++++ Data shown ++++

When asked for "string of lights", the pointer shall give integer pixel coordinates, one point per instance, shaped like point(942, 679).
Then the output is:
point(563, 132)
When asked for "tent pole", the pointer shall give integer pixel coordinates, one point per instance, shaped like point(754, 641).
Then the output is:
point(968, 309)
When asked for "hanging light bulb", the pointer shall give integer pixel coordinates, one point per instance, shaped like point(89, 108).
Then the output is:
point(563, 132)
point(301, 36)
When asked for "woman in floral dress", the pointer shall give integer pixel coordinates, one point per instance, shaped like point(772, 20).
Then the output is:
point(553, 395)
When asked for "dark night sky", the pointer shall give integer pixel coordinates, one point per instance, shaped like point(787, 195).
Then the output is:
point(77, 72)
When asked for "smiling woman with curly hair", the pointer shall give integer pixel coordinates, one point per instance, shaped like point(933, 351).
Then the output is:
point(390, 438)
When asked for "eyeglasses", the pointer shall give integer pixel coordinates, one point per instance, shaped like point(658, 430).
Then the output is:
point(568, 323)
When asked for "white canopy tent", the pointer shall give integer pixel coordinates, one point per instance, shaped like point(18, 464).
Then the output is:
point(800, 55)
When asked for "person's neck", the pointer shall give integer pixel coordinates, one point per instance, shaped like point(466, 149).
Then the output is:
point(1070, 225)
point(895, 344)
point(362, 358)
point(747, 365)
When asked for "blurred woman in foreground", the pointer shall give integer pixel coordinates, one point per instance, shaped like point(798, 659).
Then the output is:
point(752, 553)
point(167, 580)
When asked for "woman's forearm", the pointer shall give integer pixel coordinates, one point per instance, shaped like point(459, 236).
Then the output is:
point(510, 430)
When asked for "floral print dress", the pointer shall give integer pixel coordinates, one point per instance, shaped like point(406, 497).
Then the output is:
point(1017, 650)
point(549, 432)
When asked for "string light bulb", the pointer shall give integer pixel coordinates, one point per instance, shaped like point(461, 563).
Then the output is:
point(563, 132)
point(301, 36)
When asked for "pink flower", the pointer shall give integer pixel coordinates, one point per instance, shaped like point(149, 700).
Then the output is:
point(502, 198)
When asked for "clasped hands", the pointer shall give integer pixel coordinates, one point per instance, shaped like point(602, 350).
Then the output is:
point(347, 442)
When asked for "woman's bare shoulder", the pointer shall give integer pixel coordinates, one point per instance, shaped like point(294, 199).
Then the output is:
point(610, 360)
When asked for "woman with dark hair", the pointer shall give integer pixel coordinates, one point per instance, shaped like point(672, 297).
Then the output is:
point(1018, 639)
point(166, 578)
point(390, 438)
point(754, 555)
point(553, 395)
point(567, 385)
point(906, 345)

++++
++++ Data shown ++++

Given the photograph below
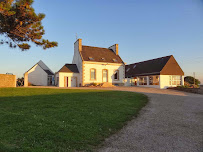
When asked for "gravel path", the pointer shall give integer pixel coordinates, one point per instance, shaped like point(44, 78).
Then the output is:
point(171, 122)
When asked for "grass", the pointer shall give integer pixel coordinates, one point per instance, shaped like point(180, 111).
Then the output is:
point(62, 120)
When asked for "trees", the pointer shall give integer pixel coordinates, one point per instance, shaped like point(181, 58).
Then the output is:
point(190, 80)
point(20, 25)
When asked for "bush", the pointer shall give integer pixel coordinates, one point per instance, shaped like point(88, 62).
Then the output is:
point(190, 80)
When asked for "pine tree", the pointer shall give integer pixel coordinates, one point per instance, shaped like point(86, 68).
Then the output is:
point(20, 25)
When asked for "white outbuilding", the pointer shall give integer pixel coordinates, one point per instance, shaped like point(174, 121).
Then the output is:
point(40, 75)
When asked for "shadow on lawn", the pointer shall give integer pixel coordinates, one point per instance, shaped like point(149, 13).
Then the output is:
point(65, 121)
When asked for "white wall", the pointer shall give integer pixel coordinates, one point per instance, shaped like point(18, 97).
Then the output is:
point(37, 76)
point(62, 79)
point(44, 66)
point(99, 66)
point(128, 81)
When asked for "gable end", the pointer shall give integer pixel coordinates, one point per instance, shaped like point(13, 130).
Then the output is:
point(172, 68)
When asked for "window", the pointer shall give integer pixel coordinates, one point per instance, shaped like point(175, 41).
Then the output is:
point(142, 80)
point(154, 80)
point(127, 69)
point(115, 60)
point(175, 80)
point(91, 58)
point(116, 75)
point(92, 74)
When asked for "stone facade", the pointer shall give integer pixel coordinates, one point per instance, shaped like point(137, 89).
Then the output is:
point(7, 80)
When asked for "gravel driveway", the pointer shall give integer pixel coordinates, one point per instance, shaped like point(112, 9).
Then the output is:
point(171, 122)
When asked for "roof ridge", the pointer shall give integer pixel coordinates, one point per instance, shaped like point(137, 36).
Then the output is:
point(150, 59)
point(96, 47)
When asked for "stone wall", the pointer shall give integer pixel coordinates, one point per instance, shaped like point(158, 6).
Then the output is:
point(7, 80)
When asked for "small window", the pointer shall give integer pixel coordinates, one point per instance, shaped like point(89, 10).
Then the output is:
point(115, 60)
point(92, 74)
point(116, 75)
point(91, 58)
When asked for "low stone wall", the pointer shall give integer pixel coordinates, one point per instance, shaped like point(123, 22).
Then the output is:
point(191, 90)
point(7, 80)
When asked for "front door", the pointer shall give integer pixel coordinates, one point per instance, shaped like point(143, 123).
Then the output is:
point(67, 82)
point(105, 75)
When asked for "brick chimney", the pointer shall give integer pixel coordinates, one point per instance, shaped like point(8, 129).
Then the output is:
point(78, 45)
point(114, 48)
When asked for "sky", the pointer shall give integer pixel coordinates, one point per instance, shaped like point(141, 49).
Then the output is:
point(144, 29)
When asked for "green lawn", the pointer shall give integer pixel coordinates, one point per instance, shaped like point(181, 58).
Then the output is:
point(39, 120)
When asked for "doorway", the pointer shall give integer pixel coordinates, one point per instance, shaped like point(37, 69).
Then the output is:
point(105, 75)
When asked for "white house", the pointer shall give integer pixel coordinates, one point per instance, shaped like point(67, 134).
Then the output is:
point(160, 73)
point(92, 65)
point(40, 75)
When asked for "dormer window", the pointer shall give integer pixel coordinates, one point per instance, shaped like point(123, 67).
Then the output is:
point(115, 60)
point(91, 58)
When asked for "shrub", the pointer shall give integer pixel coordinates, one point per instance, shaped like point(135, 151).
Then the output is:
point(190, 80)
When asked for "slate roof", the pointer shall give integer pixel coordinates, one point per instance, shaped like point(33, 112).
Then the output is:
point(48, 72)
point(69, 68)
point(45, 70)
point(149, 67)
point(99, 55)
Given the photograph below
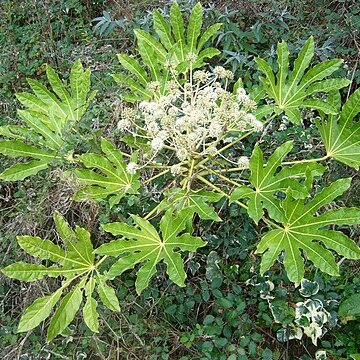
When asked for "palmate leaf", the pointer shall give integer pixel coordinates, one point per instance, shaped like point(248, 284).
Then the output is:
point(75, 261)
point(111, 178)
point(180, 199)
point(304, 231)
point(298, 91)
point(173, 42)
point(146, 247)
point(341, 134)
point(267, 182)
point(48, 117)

++++
++++ Data shown ++++

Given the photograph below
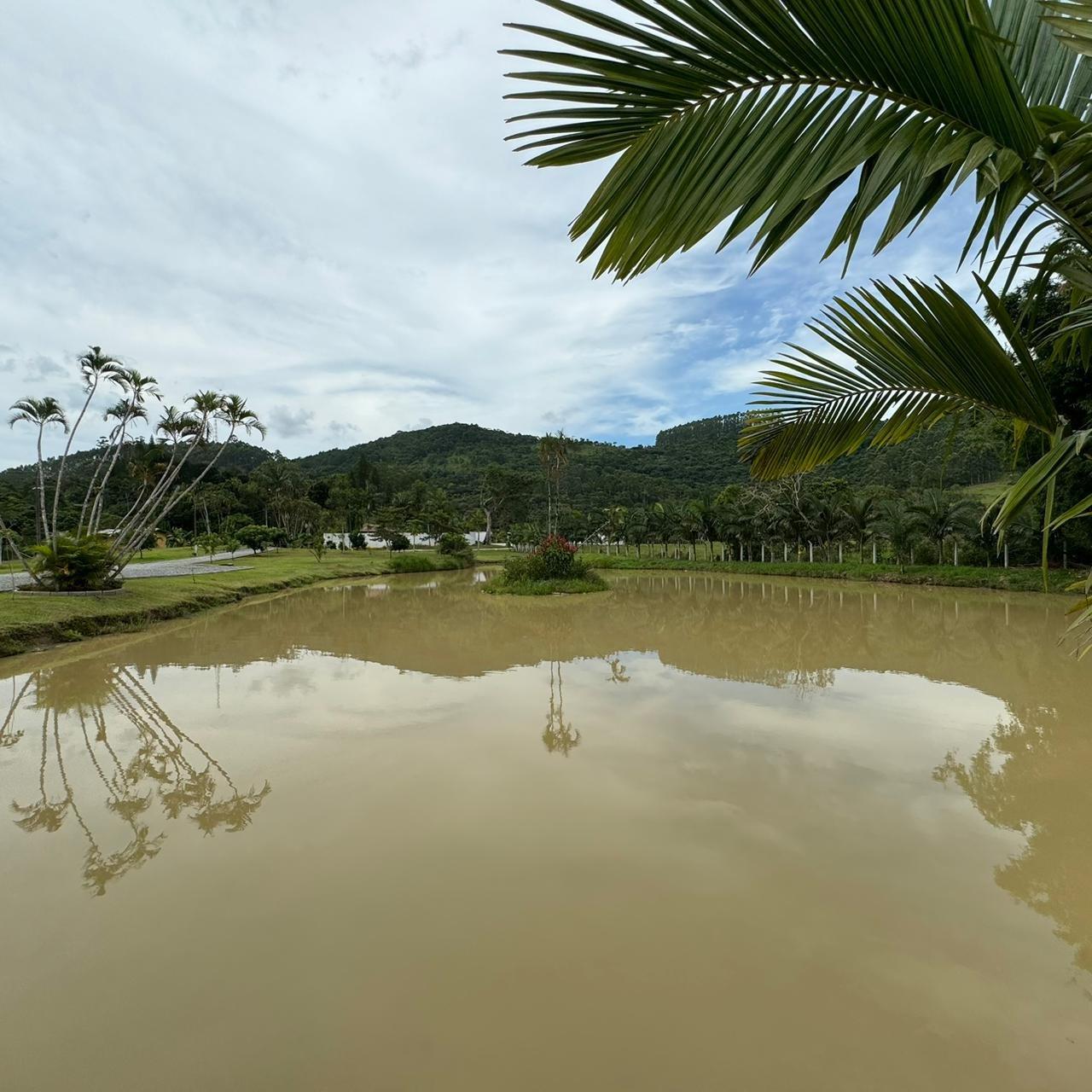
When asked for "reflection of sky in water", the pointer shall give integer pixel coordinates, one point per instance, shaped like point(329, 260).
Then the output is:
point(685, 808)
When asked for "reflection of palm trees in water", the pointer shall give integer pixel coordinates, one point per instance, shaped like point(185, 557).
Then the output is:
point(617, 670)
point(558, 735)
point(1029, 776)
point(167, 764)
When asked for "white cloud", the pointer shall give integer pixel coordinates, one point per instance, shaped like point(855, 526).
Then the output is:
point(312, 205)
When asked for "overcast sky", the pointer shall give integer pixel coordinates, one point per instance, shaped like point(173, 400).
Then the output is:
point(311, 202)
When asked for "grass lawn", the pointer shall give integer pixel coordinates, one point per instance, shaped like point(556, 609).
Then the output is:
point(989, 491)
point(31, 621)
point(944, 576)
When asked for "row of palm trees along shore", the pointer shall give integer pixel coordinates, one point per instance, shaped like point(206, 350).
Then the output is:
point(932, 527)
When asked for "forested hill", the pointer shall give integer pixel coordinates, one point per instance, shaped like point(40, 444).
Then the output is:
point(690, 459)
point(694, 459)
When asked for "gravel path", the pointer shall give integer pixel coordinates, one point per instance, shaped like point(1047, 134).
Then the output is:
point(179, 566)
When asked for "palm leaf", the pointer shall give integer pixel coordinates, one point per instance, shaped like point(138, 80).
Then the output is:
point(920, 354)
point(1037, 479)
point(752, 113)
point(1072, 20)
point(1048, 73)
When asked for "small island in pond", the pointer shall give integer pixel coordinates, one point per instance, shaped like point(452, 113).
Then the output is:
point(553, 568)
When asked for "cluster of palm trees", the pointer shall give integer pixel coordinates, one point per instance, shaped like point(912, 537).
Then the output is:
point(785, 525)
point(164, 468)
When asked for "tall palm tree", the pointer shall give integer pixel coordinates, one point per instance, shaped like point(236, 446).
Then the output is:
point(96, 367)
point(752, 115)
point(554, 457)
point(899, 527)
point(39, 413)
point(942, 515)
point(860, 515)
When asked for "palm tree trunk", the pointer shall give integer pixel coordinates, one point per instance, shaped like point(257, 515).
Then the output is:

++++

### What the task requires
Return every line above that includes the word "white".

### Output below
When asked for "white canopy tent", the pointer shall give integer pixel coordinates, one point per instance, shaped like point(18, 464).
When asked for "white outbuilding", the pointer shall give integer pixel coordinates, one point per instance, shaped like point(174, 121).
When asked for "white wall", the pointer shall give integer pixel coordinates, one point per instance, shaped like point(18, 97).
When asked for "white house", the pointer shall give integer pixel coordinates, one point per instance, shaped like point(67, 134).
When asked for "white cloud", the pointer shall give integer pixel coordinates, one point per instance, shaped like point(855, 526).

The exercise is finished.